DIRECTION: Could you resume the Scandi Standard annual report excerpt, continuing its corporate governance report right after its final sentence?

Production costs include direct and indirect personnel costs related to production and other production-related costs.

Raw materials and consumables

Costs of raw materials and other consumables include the purchase costs of live chicken and other raw materials such as packaging etc.

Other operating expenses

Other operating expenses include marketing, group personnel and other administrative costs.

Net interest-bearing debt

Interest-bearing debt excluding arrangement fees less cash and cash equivalents.

Working capital

Total inventory and operating receivables less non-interestbearing current liabilities.

Operating capital

Total assets less cash and cash equivalents and non-interestbearing liabilities, including deferred tax liabilities.

Average operating capital Average operating capital as of the last two years.

Capital employed

Total assets less non-interest-bearing liabilities, including deferred tax liabilities.

Average capital employed

Average capital employed as of the two last years.

RTC

Ready-to-cook. Products that requires cooking.

RTE

Ready-to-eat. Products that are cooked and may be consumed directly or after heating-up.

Corporate governance

Corporate governance report 107
Auditor's report on the corporate
governance statement 115
Board of Directors 116
Group Management 118
Annual General Meeting 120

Corporate governance report

Corporate governance within Scandi Standard aims to promote sustainable value creation for shareholders and a sound corporate culture where business opportunities are utilised within the framework of good risk control. This corporate governance report, which is a part of the Annual Report for 2019, has been prepared by the Board of Directors and has been examined by Scandi Standard's external auditor. No deviations from the Swedish Corporate Governance Code are reported. No breaches of the Nasdaq Rule book for Issuers or good practice in the stock market was reported by Nasdaq's surveillance or the Swedish Securities Council.

Scandi Standard AB (publ) (the company) or the company with subsidiaries (the Group or Scandi Standard) is a Swedish Public Limited Liability Company with its registered office in Stockholm. The company's shares have been listed on Nasdaq Stockholm since June 2014.

Responsibility for management and control of Scandi Standard is distributed between the shareholders at the general meetings, the Board of Directors with appointed committees, and the Managing Director, pursuant to applicable laws and regulations, Scandi Standard's Articles of Association, as well as internal codes, policies, guidelines and instructions.

Share capital and shareholders

As of 31 December 2019, the share capital amounted to SEK 659,663, represented by 66,060,890 shares with a quota value of SEK 0.009986 per share. Each share carries one vote. All shares have equal rights to Scandi Standard's assets and profits.

The total number of shareholders as of 31 December 2019 was 5,863. Approximately 47 percent of the share capital was owned by foreigners. One owner, Investment AB Öresund, had more than 10 percent of the capital. The holding amounted to 15.3 percent on 31 December 2019. For more information of the share and shareholders, see pages 40–41.

DATASET CONTENT:
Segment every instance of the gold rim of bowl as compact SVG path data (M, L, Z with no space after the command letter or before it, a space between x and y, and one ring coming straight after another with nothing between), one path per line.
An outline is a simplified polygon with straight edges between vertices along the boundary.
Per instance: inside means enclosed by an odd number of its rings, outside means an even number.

ANSWER TO THIS PROBLEM:
General Meeting of shareholders

The General Meeting of shareholders is Scandi Standard's highest decision-making body through which shareholders exercise their rights to make decisions on Scandi Standard's affairs. There are no restrictions on the shareholders' rights in the Articles of Association or, as far as the company is aware of, in any shareholders' agreements.

Governance structure

Major external laws and regulations

  • − Swedish Companies Act.
  • − Swedish Annual Accounts Act.
  • − Nasdaq Stockholm Rule Book for Issuers.
  • − Swedish Corporate Governance Code.
  • − Other Swedish and foreign laws and regulations.

Major internal steering documents

  • − Articles of Association.
  • − Procedure for the Board of Directors, Instruction for the Managing
  • Director, Instruction regarding financial reporting etc.
  • − Code of Conduct.
  • − Other codes, polices, guidelines and instructions.

Matters to be resolved by the AGM:

  • Adoption of the Annual Report for the Parent Company and the Group.
  • Dividend.
  • Discharge of liability for the Board members and the Managing Director.
  • Election of Chairman of the Board, other Board members and external auditor.
  • Fees to the Chairman of the Board, other non-employed Board members and the external auditor.
  • Guidelines for remuneration of senior management.
  • Long-term incentive program (LTIP).
  • Authorization for the Board to resolve on issue of new shares and to acquire and transfer own shares to hedge commitments under LTIP.
  • Other matters in accordance with the Swedish Companies Act.

The Annual General Meeting (AGM) in the company shall be held in Stockholm, Sweden, within six months from the end of the financial year. Besides the AGM, extraordinary General Meetings may be convened.

Participation in the decision-making at the General Meetings requires the shareholder's presence at the meeting, either in person or through proxy. In addition, the shareholders must be registered directly in the share register kept by Euroclear five business days prior to the General Meeting, and must provide notice of participation at the latest by the date specified in the notice convening the General Meeting.

Annual General Meeting 2019

The AGM 2019 was held in Stockholm, Sweden, on May 9. Decisions by the AGM included among other:

  • Adoption of the income statement and the statement of financial position for the Parent Company and the Group in 2018.
  • Dividend of SEK 2.00 per share for the 2018 financial year.
  • Discharge of liability for the Board members and the Managing Director for the 2018 financial year.
  • Re-election of Per Harkjaer, Gunilla Aschan, Vincent Carton, Øystein Engebretsen, Michael Parker, Karsten Slotte and Heléne Vibbleus as board members.
  • Re-election of Per Harkjaer as Chairman of the Board.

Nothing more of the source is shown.